ASSIGNMENT
Check every line of the entries for the string "girl" and return the ones that contain it.

PROVIDED RECORDS
-=-=-

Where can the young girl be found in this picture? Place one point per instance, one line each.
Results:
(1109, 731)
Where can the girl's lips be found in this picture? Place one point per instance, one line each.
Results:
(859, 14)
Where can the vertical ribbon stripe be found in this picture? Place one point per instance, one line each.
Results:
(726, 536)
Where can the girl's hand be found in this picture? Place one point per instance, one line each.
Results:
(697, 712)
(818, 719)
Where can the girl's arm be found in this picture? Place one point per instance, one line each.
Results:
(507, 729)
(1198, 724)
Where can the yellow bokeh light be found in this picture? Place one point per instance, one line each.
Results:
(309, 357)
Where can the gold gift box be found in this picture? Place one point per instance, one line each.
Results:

-=-=-

RESPONSE FOR THIS EXERCISE
Where can the young girl be found in this picture? Place one point per instance, one line each.
Where can the girl's lips be found in this picture? Place one point per instance, one line each.
Where can the girl's hand be found in this picture? Place one point per instance, one line each.
Where can the girl's arm be found in this picture? Place one point per instance, one line each.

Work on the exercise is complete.